START Text to read

Tens of thousands of Texans are being laid off across the state, in places like the Permian basin shale fields of West Texas, as companies shut down drilling sites and rigs, according to Texas Railroad Commissioner Ryan Sitton, a state oil and gas regulator. Announcements are starting to trickle in. Drilling service company, Canary LLC, cut 43 workers last week. But the biggest blow, so far, came from Halliburton Co., the world’s leading fracing-services provider, which said this week that it would furlough 3,500 workers at its Houston headquarters.
The cutbacks follow a precipitous drop in the price of West Texas Intermediate, the U.S. benchmark crude, falling to as low as $20.06/bbl last week from $52.05 just one month ago.
While workers in just about every industry are threatened by the economic slowdown, few are more at risk than those in the oil patch. The Midland-Odessa region of West Texas, where Occidental Petroleum Corp. and Parsley Energy Inc. have been dominant players, could be decimated, according to a report from the Brookings Institution. More than 40% of Midland’s workforce is in high-risk industries, mostly oil and gas, the highest of any region in the U.S., it said. Overall, the services workforce today stands at about 316,000, down about 30% from its peak in 2014.
The shrinking workforce is the direct result of a torrent of capital spending cuts from U.S. explorers, some $12.6 billion, so far. All told, nearly two-thirds of the $100 billion in global spending cuts could come in U.S. shale fields, according to Rystad Energy. For the contractors, no service business will feel that pain more than the one that blasts water, sand and chemicals underground to release trapped hydrocarbons—also known as hydraulic fracturing.
And this time around, the financial wreckage could permanently sink parts of an industry that were able to stay afloat half-a-decade ago, thanks to bank loans.

END Text to read
START Supplied records

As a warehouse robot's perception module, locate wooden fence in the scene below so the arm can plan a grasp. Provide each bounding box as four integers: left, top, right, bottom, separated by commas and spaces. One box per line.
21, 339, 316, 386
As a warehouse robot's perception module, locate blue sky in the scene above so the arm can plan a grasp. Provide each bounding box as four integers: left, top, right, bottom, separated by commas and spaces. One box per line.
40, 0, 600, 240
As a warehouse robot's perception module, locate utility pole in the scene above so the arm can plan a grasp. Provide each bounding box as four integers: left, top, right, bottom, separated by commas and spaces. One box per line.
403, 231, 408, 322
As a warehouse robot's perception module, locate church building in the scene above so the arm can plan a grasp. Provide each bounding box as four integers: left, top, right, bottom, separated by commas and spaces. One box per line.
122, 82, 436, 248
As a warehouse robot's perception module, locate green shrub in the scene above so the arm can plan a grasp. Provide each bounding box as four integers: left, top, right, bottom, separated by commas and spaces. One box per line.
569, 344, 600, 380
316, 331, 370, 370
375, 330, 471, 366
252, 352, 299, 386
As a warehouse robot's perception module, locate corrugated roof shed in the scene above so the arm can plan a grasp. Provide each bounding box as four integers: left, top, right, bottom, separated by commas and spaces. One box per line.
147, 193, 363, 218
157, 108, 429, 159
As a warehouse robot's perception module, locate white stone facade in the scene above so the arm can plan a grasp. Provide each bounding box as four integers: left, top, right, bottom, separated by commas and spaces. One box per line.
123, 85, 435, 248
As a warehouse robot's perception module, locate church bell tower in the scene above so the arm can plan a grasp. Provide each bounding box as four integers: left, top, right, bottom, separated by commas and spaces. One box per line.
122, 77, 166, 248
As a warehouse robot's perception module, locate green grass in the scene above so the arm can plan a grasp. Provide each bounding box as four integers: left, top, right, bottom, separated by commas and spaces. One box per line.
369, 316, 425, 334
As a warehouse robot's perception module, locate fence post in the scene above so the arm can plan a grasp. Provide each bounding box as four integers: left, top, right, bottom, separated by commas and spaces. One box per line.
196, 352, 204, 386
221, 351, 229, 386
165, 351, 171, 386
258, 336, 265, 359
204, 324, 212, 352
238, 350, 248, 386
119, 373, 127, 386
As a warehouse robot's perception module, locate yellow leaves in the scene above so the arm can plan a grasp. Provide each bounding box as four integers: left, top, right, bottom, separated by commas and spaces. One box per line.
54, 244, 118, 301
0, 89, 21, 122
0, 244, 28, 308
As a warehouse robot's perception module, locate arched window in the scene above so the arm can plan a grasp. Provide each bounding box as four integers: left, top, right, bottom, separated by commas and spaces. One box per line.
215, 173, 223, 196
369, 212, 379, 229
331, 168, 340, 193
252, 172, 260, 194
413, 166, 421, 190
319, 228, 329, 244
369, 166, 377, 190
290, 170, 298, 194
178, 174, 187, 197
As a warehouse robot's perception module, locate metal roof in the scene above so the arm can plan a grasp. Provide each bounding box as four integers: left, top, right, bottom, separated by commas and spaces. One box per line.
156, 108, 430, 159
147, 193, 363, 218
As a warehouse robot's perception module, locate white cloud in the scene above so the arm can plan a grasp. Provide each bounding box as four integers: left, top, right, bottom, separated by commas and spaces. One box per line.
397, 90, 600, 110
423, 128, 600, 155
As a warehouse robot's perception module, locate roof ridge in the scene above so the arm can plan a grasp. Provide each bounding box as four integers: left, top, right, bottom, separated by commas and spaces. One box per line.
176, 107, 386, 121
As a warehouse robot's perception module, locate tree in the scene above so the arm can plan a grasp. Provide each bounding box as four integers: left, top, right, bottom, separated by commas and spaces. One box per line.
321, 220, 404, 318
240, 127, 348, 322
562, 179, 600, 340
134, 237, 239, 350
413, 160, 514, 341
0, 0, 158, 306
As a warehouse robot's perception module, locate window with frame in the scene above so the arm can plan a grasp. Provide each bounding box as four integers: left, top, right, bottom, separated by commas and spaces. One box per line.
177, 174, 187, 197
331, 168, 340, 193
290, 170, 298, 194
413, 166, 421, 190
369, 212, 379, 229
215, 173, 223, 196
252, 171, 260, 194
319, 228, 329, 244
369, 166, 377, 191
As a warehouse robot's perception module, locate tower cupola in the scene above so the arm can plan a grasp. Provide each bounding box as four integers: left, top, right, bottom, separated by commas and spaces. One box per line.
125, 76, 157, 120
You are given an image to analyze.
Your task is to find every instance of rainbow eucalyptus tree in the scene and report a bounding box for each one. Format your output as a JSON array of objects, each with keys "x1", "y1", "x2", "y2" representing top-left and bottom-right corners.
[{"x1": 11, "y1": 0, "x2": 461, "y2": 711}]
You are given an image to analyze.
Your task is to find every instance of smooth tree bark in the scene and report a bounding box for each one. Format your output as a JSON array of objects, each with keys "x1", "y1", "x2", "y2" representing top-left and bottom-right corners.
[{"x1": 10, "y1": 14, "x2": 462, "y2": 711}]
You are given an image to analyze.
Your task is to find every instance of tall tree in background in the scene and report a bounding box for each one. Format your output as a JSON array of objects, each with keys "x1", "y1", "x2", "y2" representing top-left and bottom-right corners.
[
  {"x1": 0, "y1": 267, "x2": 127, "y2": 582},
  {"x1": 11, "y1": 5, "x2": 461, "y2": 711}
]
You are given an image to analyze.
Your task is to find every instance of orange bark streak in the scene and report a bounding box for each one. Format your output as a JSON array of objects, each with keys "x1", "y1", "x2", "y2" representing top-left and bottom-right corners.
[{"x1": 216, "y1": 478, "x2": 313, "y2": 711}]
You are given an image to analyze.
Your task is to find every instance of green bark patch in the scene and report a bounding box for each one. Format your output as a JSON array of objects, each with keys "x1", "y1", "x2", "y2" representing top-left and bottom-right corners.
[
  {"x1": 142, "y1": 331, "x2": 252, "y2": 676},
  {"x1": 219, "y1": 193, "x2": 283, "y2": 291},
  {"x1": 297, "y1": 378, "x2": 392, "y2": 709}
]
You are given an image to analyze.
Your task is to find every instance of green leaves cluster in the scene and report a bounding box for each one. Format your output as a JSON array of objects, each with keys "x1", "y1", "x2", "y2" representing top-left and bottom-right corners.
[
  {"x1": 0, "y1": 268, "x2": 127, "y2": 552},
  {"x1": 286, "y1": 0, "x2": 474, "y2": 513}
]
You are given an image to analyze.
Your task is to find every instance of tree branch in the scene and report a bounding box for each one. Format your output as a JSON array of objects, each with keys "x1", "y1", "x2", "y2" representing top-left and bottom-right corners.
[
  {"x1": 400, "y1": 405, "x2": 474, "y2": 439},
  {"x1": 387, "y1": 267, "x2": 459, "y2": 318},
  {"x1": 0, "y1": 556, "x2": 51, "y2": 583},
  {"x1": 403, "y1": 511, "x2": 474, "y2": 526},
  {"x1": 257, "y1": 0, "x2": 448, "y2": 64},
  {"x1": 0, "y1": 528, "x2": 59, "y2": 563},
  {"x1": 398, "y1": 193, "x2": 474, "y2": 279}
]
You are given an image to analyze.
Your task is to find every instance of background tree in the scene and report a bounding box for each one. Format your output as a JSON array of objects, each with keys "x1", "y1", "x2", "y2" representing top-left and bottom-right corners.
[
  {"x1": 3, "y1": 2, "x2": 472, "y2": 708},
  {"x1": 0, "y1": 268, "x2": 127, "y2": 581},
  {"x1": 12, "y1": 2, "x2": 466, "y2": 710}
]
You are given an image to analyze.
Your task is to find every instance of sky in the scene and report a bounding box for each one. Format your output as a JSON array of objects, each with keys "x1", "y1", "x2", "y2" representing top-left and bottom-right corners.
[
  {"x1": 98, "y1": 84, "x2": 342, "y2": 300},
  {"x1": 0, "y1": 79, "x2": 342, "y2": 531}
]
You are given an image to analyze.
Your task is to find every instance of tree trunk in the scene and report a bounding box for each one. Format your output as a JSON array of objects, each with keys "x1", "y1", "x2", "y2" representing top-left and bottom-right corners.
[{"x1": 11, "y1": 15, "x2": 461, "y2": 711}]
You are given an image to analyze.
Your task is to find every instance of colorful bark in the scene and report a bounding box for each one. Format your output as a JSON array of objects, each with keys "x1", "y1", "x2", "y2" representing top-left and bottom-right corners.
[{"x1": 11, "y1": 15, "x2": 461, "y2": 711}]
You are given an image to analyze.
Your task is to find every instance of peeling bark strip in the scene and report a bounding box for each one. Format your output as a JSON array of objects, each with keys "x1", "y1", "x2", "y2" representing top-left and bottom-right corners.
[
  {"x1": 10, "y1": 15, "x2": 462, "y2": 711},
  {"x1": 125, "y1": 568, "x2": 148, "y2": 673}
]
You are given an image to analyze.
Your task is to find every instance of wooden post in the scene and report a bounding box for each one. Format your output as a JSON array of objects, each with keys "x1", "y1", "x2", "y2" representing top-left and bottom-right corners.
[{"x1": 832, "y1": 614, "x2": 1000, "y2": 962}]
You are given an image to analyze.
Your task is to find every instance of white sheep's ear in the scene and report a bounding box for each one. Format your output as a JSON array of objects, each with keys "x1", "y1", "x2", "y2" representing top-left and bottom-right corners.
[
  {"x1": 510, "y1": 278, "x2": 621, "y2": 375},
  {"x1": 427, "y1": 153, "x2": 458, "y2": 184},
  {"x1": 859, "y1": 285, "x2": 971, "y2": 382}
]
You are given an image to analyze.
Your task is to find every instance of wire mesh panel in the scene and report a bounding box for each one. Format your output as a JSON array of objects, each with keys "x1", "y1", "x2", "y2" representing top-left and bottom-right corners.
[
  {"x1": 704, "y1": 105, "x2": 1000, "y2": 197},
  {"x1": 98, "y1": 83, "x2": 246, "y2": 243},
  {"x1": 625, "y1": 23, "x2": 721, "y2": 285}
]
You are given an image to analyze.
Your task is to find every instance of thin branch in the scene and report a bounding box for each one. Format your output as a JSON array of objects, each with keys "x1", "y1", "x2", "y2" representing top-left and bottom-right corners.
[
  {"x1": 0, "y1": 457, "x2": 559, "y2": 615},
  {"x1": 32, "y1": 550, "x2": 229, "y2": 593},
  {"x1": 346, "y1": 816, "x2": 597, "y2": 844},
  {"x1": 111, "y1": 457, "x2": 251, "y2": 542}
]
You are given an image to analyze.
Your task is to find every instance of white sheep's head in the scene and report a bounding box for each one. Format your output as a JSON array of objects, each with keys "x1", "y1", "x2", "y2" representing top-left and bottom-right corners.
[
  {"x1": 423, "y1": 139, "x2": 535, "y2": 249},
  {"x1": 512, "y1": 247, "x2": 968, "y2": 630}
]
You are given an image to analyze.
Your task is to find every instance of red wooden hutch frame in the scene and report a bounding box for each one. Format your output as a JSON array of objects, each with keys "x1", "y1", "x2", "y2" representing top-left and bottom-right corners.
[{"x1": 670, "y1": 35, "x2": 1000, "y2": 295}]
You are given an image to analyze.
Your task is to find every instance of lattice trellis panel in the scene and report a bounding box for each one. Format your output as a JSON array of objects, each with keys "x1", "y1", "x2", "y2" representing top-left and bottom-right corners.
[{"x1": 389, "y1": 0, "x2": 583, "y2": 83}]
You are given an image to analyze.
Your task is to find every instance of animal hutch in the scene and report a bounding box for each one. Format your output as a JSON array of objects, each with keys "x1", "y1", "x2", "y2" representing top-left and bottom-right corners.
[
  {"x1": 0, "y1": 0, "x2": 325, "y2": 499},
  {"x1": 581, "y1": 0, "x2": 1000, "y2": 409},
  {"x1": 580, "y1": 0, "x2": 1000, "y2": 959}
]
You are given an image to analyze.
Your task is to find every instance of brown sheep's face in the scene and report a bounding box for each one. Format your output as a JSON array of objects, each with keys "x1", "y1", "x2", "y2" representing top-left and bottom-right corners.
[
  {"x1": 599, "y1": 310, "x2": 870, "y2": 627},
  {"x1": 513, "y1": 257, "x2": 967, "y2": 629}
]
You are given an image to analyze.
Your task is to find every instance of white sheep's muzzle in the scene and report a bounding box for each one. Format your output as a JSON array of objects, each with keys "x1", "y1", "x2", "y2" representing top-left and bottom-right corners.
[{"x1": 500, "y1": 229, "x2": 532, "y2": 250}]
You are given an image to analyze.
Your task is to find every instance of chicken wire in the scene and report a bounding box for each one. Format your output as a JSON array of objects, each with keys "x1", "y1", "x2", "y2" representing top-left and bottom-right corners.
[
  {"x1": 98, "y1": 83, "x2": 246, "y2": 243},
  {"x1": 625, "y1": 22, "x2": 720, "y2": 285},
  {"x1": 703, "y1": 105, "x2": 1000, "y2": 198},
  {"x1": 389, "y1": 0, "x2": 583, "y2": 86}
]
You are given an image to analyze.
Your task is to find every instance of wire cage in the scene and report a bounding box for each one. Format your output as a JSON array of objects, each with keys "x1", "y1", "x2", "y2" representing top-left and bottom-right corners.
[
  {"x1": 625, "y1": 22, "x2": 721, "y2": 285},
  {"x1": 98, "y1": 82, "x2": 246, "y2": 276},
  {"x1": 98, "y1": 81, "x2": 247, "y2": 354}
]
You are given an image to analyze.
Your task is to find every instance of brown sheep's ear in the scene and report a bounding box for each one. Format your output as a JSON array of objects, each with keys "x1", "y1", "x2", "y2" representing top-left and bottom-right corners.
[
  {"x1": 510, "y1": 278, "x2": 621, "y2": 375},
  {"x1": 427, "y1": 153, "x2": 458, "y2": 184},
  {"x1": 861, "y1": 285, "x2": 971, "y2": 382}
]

END Supplied records

__Work instructions__
[a] Answer these questions using the text on Texas oil layoffs:
(i) How many workers did Canary LLC cut last week?
(ii) What share of Midland's workforce is in high-risk industries?
(iii) How much have U.S. explorers cut from capital spending so far?
[b] Render the stretch of the records from the start through the line containing "21, 339, 316, 386" as a Markdown table with the columns Row and Line, leaving out blank lines.

__Expected answers__
[a]
(i) 43 workers
(ii) More than 40%
(iii) Some $12.6 billion

[b]
| Row | Line |
|---|---|
| 1 | As a warehouse robot's perception module, locate wooden fence in the scene below so the arm can plan a grasp. Provide each bounding box as four integers: left, top, right, bottom, separated by commas and spaces. One box per line. |
| 2 | 21, 339, 316, 386 |